## PROBLEM
List every line in the entries below that contains the word "cumulus", matching case exactly.
═══ RECORD EXCERPTS
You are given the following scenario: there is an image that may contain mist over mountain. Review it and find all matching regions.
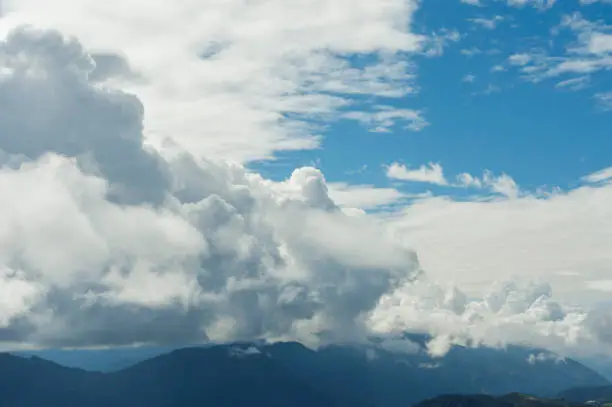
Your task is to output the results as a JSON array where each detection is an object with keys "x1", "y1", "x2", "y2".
[{"x1": 0, "y1": 336, "x2": 609, "y2": 407}]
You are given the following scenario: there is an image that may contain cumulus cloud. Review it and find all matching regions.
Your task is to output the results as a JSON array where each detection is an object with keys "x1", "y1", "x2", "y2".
[
  {"x1": 0, "y1": 0, "x2": 425, "y2": 162},
  {"x1": 385, "y1": 175, "x2": 612, "y2": 316},
  {"x1": 370, "y1": 278, "x2": 609, "y2": 363},
  {"x1": 0, "y1": 28, "x2": 418, "y2": 346},
  {"x1": 0, "y1": 15, "x2": 612, "y2": 364}
]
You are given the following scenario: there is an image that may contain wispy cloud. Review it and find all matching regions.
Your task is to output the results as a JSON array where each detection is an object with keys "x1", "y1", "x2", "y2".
[
  {"x1": 387, "y1": 162, "x2": 448, "y2": 185},
  {"x1": 340, "y1": 105, "x2": 429, "y2": 133},
  {"x1": 468, "y1": 15, "x2": 504, "y2": 30}
]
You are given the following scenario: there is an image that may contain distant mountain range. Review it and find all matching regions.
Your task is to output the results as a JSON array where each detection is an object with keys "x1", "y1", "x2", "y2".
[
  {"x1": 415, "y1": 393, "x2": 584, "y2": 407},
  {"x1": 0, "y1": 338, "x2": 610, "y2": 407},
  {"x1": 559, "y1": 386, "x2": 612, "y2": 403}
]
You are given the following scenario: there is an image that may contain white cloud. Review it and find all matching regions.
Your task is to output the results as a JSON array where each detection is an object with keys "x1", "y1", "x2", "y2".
[
  {"x1": 555, "y1": 76, "x2": 589, "y2": 90},
  {"x1": 507, "y1": 0, "x2": 557, "y2": 10},
  {"x1": 461, "y1": 0, "x2": 482, "y2": 6},
  {"x1": 508, "y1": 54, "x2": 531, "y2": 66},
  {"x1": 469, "y1": 15, "x2": 504, "y2": 30},
  {"x1": 595, "y1": 92, "x2": 612, "y2": 110},
  {"x1": 508, "y1": 13, "x2": 612, "y2": 94},
  {"x1": 388, "y1": 172, "x2": 612, "y2": 312},
  {"x1": 0, "y1": 29, "x2": 418, "y2": 346},
  {"x1": 461, "y1": 74, "x2": 476, "y2": 83},
  {"x1": 0, "y1": 0, "x2": 423, "y2": 162},
  {"x1": 328, "y1": 182, "x2": 409, "y2": 210},
  {"x1": 580, "y1": 0, "x2": 612, "y2": 5},
  {"x1": 582, "y1": 167, "x2": 612, "y2": 183},
  {"x1": 340, "y1": 105, "x2": 429, "y2": 133},
  {"x1": 387, "y1": 163, "x2": 448, "y2": 185},
  {"x1": 0, "y1": 0, "x2": 612, "y2": 362}
]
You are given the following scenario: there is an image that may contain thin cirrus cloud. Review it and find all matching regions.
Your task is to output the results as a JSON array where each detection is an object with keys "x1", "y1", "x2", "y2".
[{"x1": 386, "y1": 162, "x2": 520, "y2": 198}]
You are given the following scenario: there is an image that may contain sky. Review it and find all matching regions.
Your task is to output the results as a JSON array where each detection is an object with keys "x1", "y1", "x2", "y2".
[{"x1": 0, "y1": 0, "x2": 612, "y2": 354}]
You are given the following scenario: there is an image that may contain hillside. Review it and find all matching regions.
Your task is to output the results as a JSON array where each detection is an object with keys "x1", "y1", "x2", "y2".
[{"x1": 0, "y1": 342, "x2": 607, "y2": 407}]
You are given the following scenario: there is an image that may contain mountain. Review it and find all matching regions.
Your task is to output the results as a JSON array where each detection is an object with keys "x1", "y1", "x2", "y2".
[
  {"x1": 559, "y1": 386, "x2": 612, "y2": 403},
  {"x1": 12, "y1": 346, "x2": 176, "y2": 372},
  {"x1": 0, "y1": 342, "x2": 609, "y2": 407},
  {"x1": 265, "y1": 344, "x2": 608, "y2": 407},
  {"x1": 414, "y1": 393, "x2": 583, "y2": 407},
  {"x1": 0, "y1": 346, "x2": 373, "y2": 407}
]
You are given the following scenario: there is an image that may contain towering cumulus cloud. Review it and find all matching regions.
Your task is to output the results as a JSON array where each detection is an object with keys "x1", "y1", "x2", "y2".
[{"x1": 0, "y1": 28, "x2": 418, "y2": 346}]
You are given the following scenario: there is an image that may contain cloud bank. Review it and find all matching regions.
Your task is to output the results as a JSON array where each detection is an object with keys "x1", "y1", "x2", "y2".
[{"x1": 0, "y1": 18, "x2": 610, "y2": 355}]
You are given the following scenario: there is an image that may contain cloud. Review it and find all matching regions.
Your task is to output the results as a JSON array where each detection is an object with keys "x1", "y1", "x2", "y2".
[
  {"x1": 0, "y1": 29, "x2": 426, "y2": 346},
  {"x1": 508, "y1": 0, "x2": 557, "y2": 10},
  {"x1": 385, "y1": 171, "x2": 612, "y2": 318},
  {"x1": 0, "y1": 0, "x2": 427, "y2": 162},
  {"x1": 0, "y1": 6, "x2": 612, "y2": 364},
  {"x1": 595, "y1": 92, "x2": 612, "y2": 110},
  {"x1": 461, "y1": 74, "x2": 476, "y2": 83},
  {"x1": 507, "y1": 12, "x2": 612, "y2": 98},
  {"x1": 461, "y1": 0, "x2": 482, "y2": 7},
  {"x1": 508, "y1": 54, "x2": 531, "y2": 66},
  {"x1": 328, "y1": 182, "x2": 409, "y2": 210},
  {"x1": 387, "y1": 163, "x2": 448, "y2": 185},
  {"x1": 468, "y1": 15, "x2": 504, "y2": 30},
  {"x1": 340, "y1": 105, "x2": 429, "y2": 133},
  {"x1": 582, "y1": 167, "x2": 612, "y2": 184},
  {"x1": 555, "y1": 76, "x2": 589, "y2": 90},
  {"x1": 0, "y1": 28, "x2": 168, "y2": 203},
  {"x1": 456, "y1": 171, "x2": 520, "y2": 198},
  {"x1": 580, "y1": 0, "x2": 612, "y2": 6},
  {"x1": 369, "y1": 278, "x2": 592, "y2": 357}
]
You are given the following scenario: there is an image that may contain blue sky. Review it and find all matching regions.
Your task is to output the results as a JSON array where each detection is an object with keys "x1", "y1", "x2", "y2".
[
  {"x1": 253, "y1": 0, "x2": 612, "y2": 200},
  {"x1": 0, "y1": 0, "x2": 612, "y2": 354}
]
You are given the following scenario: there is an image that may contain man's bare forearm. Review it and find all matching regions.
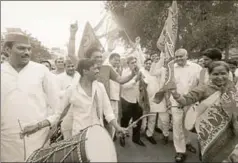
══════
## EXERCISE OUTPUT
You are given the following scenario: there is an image that may contain cumulus cloud. Review it and find all matching regions.
You are given the following scenario: there is an image that may contain towering cumulus cloud. Review it and find all matching regions.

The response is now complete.